Entries taken from a collection:
——————————
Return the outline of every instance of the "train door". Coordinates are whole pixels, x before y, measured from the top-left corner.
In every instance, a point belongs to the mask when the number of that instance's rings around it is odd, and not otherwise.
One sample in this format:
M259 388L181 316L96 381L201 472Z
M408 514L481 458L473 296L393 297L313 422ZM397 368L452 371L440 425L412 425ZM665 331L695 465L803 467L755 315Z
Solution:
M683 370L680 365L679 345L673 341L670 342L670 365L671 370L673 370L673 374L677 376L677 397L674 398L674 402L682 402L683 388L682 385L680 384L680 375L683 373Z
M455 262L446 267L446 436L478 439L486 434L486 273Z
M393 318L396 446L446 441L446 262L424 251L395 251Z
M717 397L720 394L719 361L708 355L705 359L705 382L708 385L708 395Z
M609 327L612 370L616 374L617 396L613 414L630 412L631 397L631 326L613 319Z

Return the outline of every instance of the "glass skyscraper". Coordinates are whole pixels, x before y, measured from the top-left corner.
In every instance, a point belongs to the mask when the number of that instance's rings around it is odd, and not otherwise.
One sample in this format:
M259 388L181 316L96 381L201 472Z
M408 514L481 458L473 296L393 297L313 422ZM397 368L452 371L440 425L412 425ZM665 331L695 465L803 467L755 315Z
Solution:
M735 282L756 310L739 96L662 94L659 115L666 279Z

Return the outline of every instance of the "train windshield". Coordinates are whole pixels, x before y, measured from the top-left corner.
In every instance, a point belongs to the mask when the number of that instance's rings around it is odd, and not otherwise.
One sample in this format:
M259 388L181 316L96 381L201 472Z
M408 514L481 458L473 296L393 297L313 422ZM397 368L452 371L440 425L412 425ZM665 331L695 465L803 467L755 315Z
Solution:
——————————
• Objective
Take the material above and return all of it exactly.

• Expected output
Return the outline of every instance of the "train door". Coordinates are whole pixels, x before y, measured from the top-left corner.
In every instance, a point belongs to the mask when the number of that instance's rings around it is odd, and not otherwise.
One sample in this format:
M259 388L181 316L96 381L201 472Z
M408 514L481 458L473 296L393 297L313 422ZM397 368L452 371L440 425L412 425ZM665 331L695 465L803 467L755 315Z
Solution:
M683 370L680 365L679 345L673 341L670 342L670 365L671 370L673 370L673 374L677 376L677 397L674 398L674 402L682 402L683 388L682 385L680 384L680 375L683 373Z
M455 262L446 267L446 436L478 439L486 434L486 273Z
M393 318L396 446L446 441L446 262L424 251L395 251Z
M717 397L720 394L719 361L708 355L705 359L705 382L708 385L708 395Z
M609 327L612 370L616 374L617 396L613 414L630 412L631 397L631 326L613 319Z

Return the outline of every instance of the "glass skyscraper". Coordinates are whole pixels, x before y, measured from the top-left corner.
In every instance, a point belongs to the mask when the number of that instance's rings around it is odd, and not otherwise.
One sample in this format:
M259 388L181 316L96 381L201 472Z
M408 514L481 458L473 296L393 297L313 422ZM397 368L452 371L440 425L412 425ZM665 331L695 465L803 467L755 315Z
Solution:
M735 282L756 310L739 96L662 94L659 115L666 279Z

Return the outline of every instance of the "train windshield". Coordinates are whole pixels, x before y, measured from the top-left corner.
In every instance, a point belongs to the mask when the number of that instance's rings around it is odd, and not otherwise.
One sample in this format:
M259 388L181 316L96 381L201 472Z
M408 514L481 458L473 296L393 297L313 422ZM397 368L452 371L440 425L412 425ZM665 331L695 465L803 467L755 315Z
Solution:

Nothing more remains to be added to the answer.